▶ Dataset records

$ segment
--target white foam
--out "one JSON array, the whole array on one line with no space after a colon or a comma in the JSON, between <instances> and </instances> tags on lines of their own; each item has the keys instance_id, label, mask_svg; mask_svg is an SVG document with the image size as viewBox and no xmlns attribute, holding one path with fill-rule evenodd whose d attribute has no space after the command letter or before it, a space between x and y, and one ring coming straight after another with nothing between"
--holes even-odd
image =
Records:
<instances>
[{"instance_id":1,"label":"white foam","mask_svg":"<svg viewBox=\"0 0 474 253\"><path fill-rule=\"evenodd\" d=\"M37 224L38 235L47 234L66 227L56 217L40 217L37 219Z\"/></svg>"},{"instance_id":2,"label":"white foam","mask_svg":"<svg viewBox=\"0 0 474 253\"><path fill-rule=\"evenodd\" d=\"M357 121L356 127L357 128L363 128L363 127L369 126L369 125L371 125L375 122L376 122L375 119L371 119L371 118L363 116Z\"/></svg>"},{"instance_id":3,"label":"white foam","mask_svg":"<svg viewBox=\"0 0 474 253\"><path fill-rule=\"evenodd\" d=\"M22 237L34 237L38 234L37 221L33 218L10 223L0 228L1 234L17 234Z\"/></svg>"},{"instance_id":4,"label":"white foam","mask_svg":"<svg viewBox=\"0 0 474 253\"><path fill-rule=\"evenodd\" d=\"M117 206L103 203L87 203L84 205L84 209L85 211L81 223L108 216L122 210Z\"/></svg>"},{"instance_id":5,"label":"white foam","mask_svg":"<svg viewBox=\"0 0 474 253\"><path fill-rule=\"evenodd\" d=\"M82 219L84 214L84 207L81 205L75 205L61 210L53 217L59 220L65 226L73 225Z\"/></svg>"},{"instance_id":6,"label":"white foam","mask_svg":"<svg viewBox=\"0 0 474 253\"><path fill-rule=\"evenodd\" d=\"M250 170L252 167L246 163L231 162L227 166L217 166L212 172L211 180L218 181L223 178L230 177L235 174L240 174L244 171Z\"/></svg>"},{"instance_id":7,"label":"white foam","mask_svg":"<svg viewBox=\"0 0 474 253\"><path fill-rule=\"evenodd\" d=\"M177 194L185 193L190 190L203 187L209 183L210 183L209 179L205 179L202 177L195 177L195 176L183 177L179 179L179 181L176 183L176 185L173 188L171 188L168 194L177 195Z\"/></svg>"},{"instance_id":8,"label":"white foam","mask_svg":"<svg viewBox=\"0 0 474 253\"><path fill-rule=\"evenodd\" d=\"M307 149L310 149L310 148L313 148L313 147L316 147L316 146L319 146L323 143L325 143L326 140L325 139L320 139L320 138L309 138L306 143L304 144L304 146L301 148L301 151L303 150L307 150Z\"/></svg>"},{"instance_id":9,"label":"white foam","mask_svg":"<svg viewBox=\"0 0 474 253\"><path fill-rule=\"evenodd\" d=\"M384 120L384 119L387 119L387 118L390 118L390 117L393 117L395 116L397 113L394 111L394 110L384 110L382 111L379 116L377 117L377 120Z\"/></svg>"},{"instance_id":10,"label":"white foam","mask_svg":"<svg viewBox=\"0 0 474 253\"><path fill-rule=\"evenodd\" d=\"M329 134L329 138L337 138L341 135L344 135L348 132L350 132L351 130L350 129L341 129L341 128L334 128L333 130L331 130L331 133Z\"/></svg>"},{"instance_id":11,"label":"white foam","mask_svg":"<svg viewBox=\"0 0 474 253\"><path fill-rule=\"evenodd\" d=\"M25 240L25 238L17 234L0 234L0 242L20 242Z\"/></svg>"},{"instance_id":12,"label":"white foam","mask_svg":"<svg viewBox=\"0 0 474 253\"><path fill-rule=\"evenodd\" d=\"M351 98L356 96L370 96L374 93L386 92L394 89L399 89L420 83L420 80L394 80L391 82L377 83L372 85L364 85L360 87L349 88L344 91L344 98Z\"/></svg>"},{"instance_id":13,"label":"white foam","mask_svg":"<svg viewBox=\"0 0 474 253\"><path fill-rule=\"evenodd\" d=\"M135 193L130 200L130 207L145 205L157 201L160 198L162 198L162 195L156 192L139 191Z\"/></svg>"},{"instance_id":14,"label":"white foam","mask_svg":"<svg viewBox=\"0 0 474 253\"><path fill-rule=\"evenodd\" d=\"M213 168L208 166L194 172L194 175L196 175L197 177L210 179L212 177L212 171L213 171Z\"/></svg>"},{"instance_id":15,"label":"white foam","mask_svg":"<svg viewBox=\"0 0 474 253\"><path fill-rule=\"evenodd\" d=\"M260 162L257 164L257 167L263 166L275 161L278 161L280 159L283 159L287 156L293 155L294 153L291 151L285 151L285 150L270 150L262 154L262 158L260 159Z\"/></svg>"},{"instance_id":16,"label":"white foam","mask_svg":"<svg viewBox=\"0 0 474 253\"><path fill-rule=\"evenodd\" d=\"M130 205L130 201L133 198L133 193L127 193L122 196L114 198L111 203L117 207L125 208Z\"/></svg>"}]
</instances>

▶ Task brief
Could you reproduce every record above exactly as it stands?

▶ Solution
$ segment
--target white foam
--out "one JSON array, the whole array on one line with no space after a colon or a comma in the JSON, between <instances> and </instances> tags on lines of their own; each item has the keys instance_id, label, mask_svg; mask_svg is an SVG document with the image size as viewBox and no xmlns attribute, holding one path with fill-rule evenodd whose d attribute has no space after the command letter or before it, a space between x and y, and one ring coming straight after another with nothing between"
--holes even-odd
image =
Records:
<instances>
[{"instance_id":1,"label":"white foam","mask_svg":"<svg viewBox=\"0 0 474 253\"><path fill-rule=\"evenodd\" d=\"M37 224L38 235L47 234L66 227L56 217L40 217L37 219Z\"/></svg>"},{"instance_id":2,"label":"white foam","mask_svg":"<svg viewBox=\"0 0 474 253\"><path fill-rule=\"evenodd\" d=\"M357 121L356 127L357 128L363 128L363 127L369 126L369 125L371 125L375 122L376 122L375 119L371 119L371 118L363 116Z\"/></svg>"},{"instance_id":3,"label":"white foam","mask_svg":"<svg viewBox=\"0 0 474 253\"><path fill-rule=\"evenodd\" d=\"M22 237L34 237L38 234L37 221L33 218L10 223L0 228L1 234L17 234Z\"/></svg>"},{"instance_id":4,"label":"white foam","mask_svg":"<svg viewBox=\"0 0 474 253\"><path fill-rule=\"evenodd\" d=\"M117 206L103 203L87 203L84 205L84 209L85 211L81 223L108 216L122 210Z\"/></svg>"},{"instance_id":5,"label":"white foam","mask_svg":"<svg viewBox=\"0 0 474 253\"><path fill-rule=\"evenodd\" d=\"M82 219L84 214L84 207L81 205L75 205L61 210L53 217L59 220L65 226L73 225Z\"/></svg>"},{"instance_id":6,"label":"white foam","mask_svg":"<svg viewBox=\"0 0 474 253\"><path fill-rule=\"evenodd\" d=\"M250 170L252 167L246 163L231 162L227 166L217 166L212 172L211 180L218 181L223 178L230 177L235 174L240 174L244 171Z\"/></svg>"},{"instance_id":7,"label":"white foam","mask_svg":"<svg viewBox=\"0 0 474 253\"><path fill-rule=\"evenodd\" d=\"M177 194L185 193L190 190L203 187L209 183L210 183L209 179L205 179L202 177L195 177L195 176L183 177L179 179L179 181L176 183L176 185L173 188L171 188L168 194L177 195Z\"/></svg>"},{"instance_id":8,"label":"white foam","mask_svg":"<svg viewBox=\"0 0 474 253\"><path fill-rule=\"evenodd\" d=\"M307 149L310 149L310 148L313 148L313 147L316 147L316 146L319 146L323 143L325 143L326 140L325 139L320 139L320 138L309 138L306 143L304 144L304 146L301 148L301 151L303 150L307 150Z\"/></svg>"},{"instance_id":9,"label":"white foam","mask_svg":"<svg viewBox=\"0 0 474 253\"><path fill-rule=\"evenodd\" d=\"M384 120L384 119L387 119L387 118L390 118L390 117L393 117L395 116L397 113L394 111L394 110L384 110L382 111L379 116L377 117L377 120Z\"/></svg>"},{"instance_id":10,"label":"white foam","mask_svg":"<svg viewBox=\"0 0 474 253\"><path fill-rule=\"evenodd\" d=\"M329 134L329 138L337 138L341 135L344 135L348 132L350 132L351 130L350 129L341 129L341 128L334 128L333 130L331 130L331 133Z\"/></svg>"},{"instance_id":11,"label":"white foam","mask_svg":"<svg viewBox=\"0 0 474 253\"><path fill-rule=\"evenodd\" d=\"M25 240L25 238L17 234L0 234L0 242L20 242Z\"/></svg>"},{"instance_id":12,"label":"white foam","mask_svg":"<svg viewBox=\"0 0 474 253\"><path fill-rule=\"evenodd\" d=\"M351 98L356 96L370 96L374 93L386 92L394 89L399 89L420 83L420 80L394 80L391 82L377 83L372 85L364 85L360 87L349 88L344 91L344 98Z\"/></svg>"},{"instance_id":13,"label":"white foam","mask_svg":"<svg viewBox=\"0 0 474 253\"><path fill-rule=\"evenodd\" d=\"M135 193L130 200L130 207L145 205L157 201L160 198L162 198L162 195L156 192L139 191Z\"/></svg>"},{"instance_id":14,"label":"white foam","mask_svg":"<svg viewBox=\"0 0 474 253\"><path fill-rule=\"evenodd\" d=\"M213 168L208 166L194 172L194 175L196 175L197 177L210 179L212 177L212 171L213 171Z\"/></svg>"},{"instance_id":15,"label":"white foam","mask_svg":"<svg viewBox=\"0 0 474 253\"><path fill-rule=\"evenodd\" d=\"M260 162L257 164L257 167L263 166L275 161L278 161L280 159L283 159L287 156L293 155L294 153L291 151L285 151L285 150L270 150L262 154L262 158L260 159Z\"/></svg>"},{"instance_id":16,"label":"white foam","mask_svg":"<svg viewBox=\"0 0 474 253\"><path fill-rule=\"evenodd\" d=\"M130 205L130 201L133 198L133 193L127 193L122 196L114 198L111 203L117 207L125 208Z\"/></svg>"}]
</instances>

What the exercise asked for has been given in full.